Input rows:
◆ ◆ ◆ ◆
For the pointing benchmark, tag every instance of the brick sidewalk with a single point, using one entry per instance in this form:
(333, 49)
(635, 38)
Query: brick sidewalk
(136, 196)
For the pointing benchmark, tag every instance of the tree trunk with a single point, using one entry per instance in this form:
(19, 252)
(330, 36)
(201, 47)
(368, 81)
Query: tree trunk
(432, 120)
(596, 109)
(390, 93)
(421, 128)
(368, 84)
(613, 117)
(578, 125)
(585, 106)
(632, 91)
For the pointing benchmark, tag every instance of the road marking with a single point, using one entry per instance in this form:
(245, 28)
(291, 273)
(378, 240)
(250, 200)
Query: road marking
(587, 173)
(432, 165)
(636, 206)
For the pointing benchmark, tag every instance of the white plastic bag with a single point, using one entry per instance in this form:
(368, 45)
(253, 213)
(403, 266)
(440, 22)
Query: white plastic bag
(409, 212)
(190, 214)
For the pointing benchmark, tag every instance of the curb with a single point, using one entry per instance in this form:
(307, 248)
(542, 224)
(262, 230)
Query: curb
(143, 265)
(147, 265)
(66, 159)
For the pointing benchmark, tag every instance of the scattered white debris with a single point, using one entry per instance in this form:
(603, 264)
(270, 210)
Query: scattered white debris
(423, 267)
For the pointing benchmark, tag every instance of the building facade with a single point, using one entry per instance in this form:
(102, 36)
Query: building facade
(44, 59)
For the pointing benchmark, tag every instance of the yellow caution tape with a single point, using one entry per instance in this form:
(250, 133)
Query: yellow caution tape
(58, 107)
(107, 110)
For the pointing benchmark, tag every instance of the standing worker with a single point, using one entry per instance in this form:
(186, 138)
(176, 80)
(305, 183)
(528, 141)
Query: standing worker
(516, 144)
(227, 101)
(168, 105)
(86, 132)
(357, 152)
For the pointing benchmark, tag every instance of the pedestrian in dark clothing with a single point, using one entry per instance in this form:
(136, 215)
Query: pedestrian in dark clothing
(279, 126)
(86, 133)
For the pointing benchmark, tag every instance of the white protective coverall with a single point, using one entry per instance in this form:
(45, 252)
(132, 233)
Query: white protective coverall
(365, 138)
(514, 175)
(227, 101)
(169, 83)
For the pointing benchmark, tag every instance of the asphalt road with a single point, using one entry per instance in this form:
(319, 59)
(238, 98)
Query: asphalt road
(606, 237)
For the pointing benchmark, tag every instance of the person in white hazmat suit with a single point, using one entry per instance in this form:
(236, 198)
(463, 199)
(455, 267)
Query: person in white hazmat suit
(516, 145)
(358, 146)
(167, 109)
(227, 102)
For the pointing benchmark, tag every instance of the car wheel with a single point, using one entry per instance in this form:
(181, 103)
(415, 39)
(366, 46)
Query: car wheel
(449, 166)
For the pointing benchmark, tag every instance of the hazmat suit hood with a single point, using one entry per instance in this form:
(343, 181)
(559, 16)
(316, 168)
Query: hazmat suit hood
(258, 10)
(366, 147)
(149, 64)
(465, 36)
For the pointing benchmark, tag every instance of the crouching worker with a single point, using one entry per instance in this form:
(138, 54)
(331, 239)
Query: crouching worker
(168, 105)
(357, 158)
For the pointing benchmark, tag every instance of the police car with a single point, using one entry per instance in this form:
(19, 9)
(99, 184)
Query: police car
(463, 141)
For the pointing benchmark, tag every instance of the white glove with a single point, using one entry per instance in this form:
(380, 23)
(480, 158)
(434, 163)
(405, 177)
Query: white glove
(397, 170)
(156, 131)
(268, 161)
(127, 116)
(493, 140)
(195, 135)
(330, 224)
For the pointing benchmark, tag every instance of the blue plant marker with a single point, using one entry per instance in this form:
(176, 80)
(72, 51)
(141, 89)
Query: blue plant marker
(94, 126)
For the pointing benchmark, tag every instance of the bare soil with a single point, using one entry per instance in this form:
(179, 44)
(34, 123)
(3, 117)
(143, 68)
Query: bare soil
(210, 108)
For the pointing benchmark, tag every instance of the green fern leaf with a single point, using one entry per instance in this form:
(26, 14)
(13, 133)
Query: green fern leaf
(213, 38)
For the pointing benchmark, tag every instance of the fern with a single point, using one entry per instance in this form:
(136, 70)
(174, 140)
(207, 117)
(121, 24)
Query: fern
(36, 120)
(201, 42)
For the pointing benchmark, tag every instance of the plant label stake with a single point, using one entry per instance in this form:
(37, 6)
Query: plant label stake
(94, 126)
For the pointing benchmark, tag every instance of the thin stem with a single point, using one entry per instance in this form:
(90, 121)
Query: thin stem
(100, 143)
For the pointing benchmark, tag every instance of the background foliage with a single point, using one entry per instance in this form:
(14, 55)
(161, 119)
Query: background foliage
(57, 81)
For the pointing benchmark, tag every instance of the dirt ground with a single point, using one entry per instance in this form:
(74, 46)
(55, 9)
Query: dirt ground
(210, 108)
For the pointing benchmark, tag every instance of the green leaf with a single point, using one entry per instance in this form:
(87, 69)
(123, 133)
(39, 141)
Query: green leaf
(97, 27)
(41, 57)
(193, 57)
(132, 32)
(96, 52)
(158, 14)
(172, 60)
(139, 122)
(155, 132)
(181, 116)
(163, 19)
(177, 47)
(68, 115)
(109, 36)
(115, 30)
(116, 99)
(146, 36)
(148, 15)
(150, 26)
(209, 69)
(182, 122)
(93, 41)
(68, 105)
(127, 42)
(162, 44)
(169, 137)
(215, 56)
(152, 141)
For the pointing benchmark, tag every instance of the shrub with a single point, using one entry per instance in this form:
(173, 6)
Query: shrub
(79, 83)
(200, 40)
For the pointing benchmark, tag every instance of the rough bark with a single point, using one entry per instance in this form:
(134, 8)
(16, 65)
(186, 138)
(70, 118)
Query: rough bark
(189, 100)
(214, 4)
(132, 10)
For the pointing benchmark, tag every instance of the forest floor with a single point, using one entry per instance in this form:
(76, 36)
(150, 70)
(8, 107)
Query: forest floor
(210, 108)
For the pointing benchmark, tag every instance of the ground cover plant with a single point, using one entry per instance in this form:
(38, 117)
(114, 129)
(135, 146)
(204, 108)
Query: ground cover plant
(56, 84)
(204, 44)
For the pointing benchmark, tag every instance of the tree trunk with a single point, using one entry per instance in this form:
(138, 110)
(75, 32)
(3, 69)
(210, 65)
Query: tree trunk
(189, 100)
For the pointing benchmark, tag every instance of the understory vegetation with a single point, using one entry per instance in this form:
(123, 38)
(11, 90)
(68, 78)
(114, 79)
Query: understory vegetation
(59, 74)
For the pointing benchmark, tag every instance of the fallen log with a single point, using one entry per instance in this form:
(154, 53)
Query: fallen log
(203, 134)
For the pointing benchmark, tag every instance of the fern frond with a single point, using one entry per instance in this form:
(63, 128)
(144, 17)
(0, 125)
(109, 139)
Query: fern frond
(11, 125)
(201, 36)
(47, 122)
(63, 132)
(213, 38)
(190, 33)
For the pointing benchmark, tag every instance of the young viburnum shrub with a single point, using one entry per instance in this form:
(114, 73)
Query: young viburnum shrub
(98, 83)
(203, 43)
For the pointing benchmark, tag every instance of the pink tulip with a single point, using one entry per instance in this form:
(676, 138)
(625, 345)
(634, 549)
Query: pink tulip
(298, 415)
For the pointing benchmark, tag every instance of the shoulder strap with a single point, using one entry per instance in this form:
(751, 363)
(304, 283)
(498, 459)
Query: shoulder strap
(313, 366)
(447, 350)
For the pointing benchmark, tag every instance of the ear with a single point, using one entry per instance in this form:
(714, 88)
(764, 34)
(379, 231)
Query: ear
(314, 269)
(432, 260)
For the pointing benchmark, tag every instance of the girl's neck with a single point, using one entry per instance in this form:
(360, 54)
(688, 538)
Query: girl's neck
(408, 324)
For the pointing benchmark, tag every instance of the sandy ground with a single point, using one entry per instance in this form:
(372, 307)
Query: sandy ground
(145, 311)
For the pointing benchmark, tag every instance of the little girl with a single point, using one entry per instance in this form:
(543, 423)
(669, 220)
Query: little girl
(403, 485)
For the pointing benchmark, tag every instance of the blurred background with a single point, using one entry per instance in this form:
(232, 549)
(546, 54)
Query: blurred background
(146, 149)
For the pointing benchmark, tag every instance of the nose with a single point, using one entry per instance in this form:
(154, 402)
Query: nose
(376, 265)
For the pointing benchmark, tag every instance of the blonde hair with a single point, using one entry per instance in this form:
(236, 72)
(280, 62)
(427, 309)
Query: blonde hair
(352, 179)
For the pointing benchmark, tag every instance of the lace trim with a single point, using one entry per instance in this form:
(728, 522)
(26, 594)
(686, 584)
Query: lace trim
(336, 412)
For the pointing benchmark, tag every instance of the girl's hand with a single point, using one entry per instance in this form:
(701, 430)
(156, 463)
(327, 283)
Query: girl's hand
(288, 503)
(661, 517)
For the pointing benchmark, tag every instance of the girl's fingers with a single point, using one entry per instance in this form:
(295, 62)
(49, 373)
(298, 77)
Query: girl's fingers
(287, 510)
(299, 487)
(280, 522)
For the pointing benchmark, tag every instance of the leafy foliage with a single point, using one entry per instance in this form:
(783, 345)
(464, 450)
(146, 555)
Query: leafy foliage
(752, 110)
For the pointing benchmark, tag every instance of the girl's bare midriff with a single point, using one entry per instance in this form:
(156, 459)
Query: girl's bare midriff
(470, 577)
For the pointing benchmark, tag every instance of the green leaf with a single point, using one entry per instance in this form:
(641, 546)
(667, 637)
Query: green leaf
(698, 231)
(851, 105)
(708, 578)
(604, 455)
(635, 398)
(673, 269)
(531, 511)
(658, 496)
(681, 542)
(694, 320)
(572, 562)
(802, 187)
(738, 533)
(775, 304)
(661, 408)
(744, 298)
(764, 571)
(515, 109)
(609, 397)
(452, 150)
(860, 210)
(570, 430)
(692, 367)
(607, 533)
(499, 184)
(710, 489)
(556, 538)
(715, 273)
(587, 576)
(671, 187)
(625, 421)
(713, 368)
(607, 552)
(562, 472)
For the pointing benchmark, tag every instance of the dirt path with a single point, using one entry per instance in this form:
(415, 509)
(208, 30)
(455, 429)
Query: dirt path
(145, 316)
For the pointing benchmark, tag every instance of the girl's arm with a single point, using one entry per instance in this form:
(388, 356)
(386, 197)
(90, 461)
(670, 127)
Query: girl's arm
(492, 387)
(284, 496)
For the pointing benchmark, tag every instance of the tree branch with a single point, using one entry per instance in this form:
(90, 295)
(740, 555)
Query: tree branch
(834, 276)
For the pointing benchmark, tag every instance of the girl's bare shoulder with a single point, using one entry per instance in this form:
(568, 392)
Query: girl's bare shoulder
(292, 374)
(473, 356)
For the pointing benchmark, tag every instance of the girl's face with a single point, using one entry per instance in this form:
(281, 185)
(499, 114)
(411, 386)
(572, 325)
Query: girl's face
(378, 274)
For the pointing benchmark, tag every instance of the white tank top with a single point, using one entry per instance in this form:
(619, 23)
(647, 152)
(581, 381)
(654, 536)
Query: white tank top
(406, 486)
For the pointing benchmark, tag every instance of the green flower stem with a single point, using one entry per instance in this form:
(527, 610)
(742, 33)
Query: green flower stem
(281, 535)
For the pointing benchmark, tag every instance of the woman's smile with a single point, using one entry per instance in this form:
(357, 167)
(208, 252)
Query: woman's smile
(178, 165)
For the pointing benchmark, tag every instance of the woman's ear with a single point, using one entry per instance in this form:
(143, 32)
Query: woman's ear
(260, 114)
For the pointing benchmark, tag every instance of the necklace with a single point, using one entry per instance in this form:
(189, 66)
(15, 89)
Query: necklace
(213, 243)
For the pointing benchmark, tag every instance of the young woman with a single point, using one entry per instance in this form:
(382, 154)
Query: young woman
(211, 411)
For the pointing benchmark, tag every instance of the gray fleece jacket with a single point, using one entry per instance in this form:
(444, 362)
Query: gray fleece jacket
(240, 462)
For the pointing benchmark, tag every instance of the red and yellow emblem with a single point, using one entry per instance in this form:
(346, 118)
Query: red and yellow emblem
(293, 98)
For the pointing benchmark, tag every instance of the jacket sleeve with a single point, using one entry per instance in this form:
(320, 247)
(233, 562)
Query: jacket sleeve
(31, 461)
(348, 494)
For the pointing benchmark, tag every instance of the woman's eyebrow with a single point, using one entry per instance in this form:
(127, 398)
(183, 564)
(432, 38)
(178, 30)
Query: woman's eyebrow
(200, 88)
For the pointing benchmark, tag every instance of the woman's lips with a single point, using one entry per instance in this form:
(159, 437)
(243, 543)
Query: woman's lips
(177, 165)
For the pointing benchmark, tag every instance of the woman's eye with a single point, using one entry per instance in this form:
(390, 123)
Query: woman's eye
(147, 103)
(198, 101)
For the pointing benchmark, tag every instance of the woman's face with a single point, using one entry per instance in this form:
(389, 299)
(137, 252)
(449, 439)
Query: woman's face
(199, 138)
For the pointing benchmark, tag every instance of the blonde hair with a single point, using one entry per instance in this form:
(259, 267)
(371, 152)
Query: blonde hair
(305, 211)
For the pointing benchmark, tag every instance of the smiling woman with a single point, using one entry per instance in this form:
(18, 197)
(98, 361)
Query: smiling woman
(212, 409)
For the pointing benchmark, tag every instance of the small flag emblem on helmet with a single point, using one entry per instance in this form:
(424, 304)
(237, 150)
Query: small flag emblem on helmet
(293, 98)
◆ ◆ ◆ ◆
Directive:
From the line containing "the woman's lips" down to the final line of the data, write out every line exactly; both the first and last of these belong in your answer, and nothing else does.

Exercise output:
For the pointing benchmark, tag every instance of the woman's lips with a single point, using one entry per instance in this form:
(159, 437)
(243, 543)
Query: woman's lips
(177, 165)
For the pointing benchmark, tag every instance of the woman's eye with a single point, using one entry per instance in this form:
(390, 123)
Query: woman's eye
(147, 103)
(198, 101)
For the pointing benchmark, tag every instance of the woman's face with a single point, using one entry per instance in this form:
(389, 299)
(137, 252)
(449, 439)
Query: woman's face
(199, 138)
For the pointing benchmark, tag every instance of the blonde hair with a single point, using one entry per instance in this form:
(259, 267)
(371, 152)
Query: blonde hair
(305, 211)
For the pointing benchmark, tag every instance of the smiling woman with a single point, using one entry per instance in this form:
(18, 197)
(98, 361)
Query: smiling woman
(212, 409)
For the pointing benchmark, tag every instance of the small flag emblem on helmet with a single point, using one entry per instance in this form:
(424, 304)
(237, 150)
Query: small flag emblem on helmet
(293, 98)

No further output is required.